— START SOURCE EXTRACT —

Rookie running back Corey Clement is ready for his close up. It may come Sunday against the 0-2 Giants.

Philadelphia Eagles running back Corey Clement (30) makes a catch during warmups before an NFL football game in Kansas City, Mo., Sunday, Sept. 17, 2017.
Philadelphia Eagles running back Corey Clement (30) makes a catch during warmups before an NFL football game in Kansas City, Mo., Sunday, Sept. 17, 2017.Read more(AP Photo/Ed Zurga)

Corey Clement is making steady progress as an NFL rookie.

On the first play of his first game with the Eagles two weeks ago, the undrafted rookie running back from Glassboro, N.J., by way of the University of Wisconsin sped down the field and dropped Redskins kick returner Bashaud Breeland at the 16-yard line.

"I was wired up,'' Clement said. "I was so happy to be playing in my first NFL game. You can only imagine what was going through my head. I used to watch these games on Sunday. Now, I'm playing in them.''

Last week, Clement got his first offensive snap. He entered the game with five minutes left in the second quarter and ran a play fake on second-and-4.

This week, there is a very good chance that Clement will get the first of what he hopes will be many NFL carries.

Head coach Doug Pederson declared his team's running back-by-committee ground game broken after Sunday's 27-20 loss to the Kansas City Chiefs. That could open the door for Clement.

"I hope so,'' he said Wednesday. "But it's all up to the coaches. I'm always going to be ready. Whatever they throw at me … I hope they give me a shot. I always want to prove something. I don't think there's any harm in me wanting to get the ball. It shows my desire to want to put the team in a positive light.''

The Eagles need somebody to put their ground game in a positive light. In the first two games, just 33 of their 134 offensive plays, or 24.6 percent, have been called running plays.

Running backs had just 13 carries Sunday in a game in which they never trailed by more than three points until there were 6½ minutes left. Darren Sproles had 10 of those carries for 48 yards but ran the ball just three times in the second half.

Pederson doesn't want to give the 34-year-old Sproles 10 carries a game. He'd prefer to use him more as a receiver and less as a runner. But somebody else has to step up.

LeGarrette Blount had 14 carries for 46 yards against the Redskins but had no carries Sunday and played a grand total of six offensive snaps. Wendell Smallwood has just 8 yards on seven carries and two catches for 2 yards.

Eagles running backs coach Duce Staley is a big fan of Clement.

"He does it all well," Staley said a few weeks ago. "He reminds me of one of those old-school Honda Accords. You can put a lot of miles on them and they're going to be consistent. And that's what he's been.

"I'm pleased with where he is. He's one of those guys who comes to work, puts on the hard hat, grabs his lunch pail, goes out on the field and wants to know more and more and more.''

Clement appreciated the high praise from a man who was one of his childhood sports heroes when he was growing up in Glassboro. Might have preferred being compared to something a little faster and sexier and more expensive, like say a Lamborghini. But he's not complaining.

— END SOURCE EXTRACT —

> **CHALLENGE**:
Reproduce the part of the Corey Clement article that opens with the words containing "LeGarrette Blount had" and closes with "what he's been.".

— START DATA SEGMENT —

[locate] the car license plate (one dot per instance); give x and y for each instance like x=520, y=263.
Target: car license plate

— END DATA SEGMENT —

> **ANSWER TO THE PROBLEM**:
LeGarrette Blount had 14 carries for 46 yards against the Redskins but had no carries Sunday and played a grand total of six offensive snaps. Wendell Smallwood has just 8 yards on seven carries and two catches for 2 yards.

Eagles running backs coach Duce Staley is a big fan of Clement.

"He does it all well," Staley said a few weeks ago. "He reminds me of one of those old-school Honda Accords. You can put a lot of miles on them and they're going to be consistent. And that's what he's been.